**Task statement**
Copy every entry exactly as given, minus the images.

**Data for processing**
====

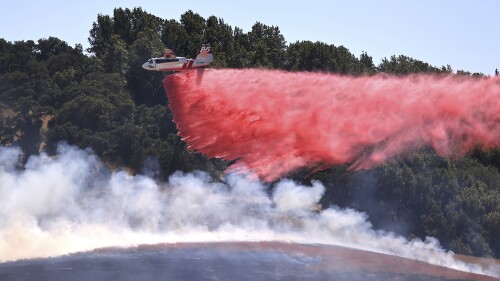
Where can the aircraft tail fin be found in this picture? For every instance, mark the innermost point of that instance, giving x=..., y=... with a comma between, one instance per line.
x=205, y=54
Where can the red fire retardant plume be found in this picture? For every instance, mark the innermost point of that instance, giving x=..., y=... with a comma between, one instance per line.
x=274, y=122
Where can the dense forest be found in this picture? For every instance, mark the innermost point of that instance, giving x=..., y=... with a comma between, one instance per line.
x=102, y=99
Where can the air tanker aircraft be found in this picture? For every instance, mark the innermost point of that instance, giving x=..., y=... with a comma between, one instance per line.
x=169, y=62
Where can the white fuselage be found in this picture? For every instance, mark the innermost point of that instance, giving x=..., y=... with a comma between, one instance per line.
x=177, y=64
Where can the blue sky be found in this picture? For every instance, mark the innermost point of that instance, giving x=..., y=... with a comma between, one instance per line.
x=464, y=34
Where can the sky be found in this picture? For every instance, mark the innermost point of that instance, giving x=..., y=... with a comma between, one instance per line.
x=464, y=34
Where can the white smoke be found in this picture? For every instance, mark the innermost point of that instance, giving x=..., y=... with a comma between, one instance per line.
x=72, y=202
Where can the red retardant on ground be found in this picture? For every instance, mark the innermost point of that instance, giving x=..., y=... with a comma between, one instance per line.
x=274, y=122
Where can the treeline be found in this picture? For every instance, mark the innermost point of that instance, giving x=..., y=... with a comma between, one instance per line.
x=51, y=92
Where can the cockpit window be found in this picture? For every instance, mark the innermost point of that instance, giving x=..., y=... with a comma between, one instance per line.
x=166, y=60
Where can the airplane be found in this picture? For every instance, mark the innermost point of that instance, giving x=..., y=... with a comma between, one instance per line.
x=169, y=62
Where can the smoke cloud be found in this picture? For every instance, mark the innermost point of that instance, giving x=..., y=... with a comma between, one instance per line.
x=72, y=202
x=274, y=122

====

**Written answer**
Where can the aircraft tail fin be found in this picture? For every instance, mark the innermost point of that instance, giving x=..., y=... with a comma between, one instance per line.
x=205, y=54
Where can the red fire retardant plume be found in this picture? For every instance, mark the innermost point of that instance, giving x=..., y=... with a comma between, one instance per line.
x=274, y=122
Where can the dense forest be found in this picture? For every instance, mark the innermost point of that instance, giving x=..., y=... with a comma between, one instance per line.
x=102, y=99
Where can the air tanker aircraft be found in this picture? For every instance, mark the innermost point of that instance, giving x=..., y=... with a comma between, one instance per line.
x=169, y=62
Where can the white fuselage be found in this picture? For every instance, mark the innermost point of that instance, giving x=..., y=... with a comma between, one instance per line.
x=177, y=64
Where can the blue sky be found in this picture? For every instance, mark the innermost point of that instance, giving x=..., y=... with a comma between, one instance per line.
x=464, y=34
Where can the sky be found in this picture? For every instance, mark the innermost point of that instance, giving x=..., y=... with a comma between, one instance per line.
x=464, y=34
Where can the white smoke be found in this picture? For every instance, mark the innermost point of that instance, giving x=..., y=... with a comma between, one instance per line.
x=72, y=202
Where can the red retardant on ground be found in this picture? For every instance, mark the innermost point of that instance, giving x=..., y=... with a comma between, one instance per line.
x=274, y=122
Where can the treeline be found in this picture? For every instance, mark the innermost point of that instance, giving x=..., y=... with a comma between, one instance per line.
x=51, y=92
Where can the cockpit window be found in this picture? For every instance, mark the innermost point of that instance, giving x=..., y=... with a comma between, one instance per line.
x=166, y=60
Where can the airplane be found in this picture? For every instance, mark the innermost point of that instance, giving x=..., y=... with a comma between, one instance per line.
x=169, y=62
Where can the smoke cloud be found in this picture? For every instance, mark the innermost point of that instance, giving x=..., y=... with a comma between, one instance per line.
x=72, y=202
x=274, y=122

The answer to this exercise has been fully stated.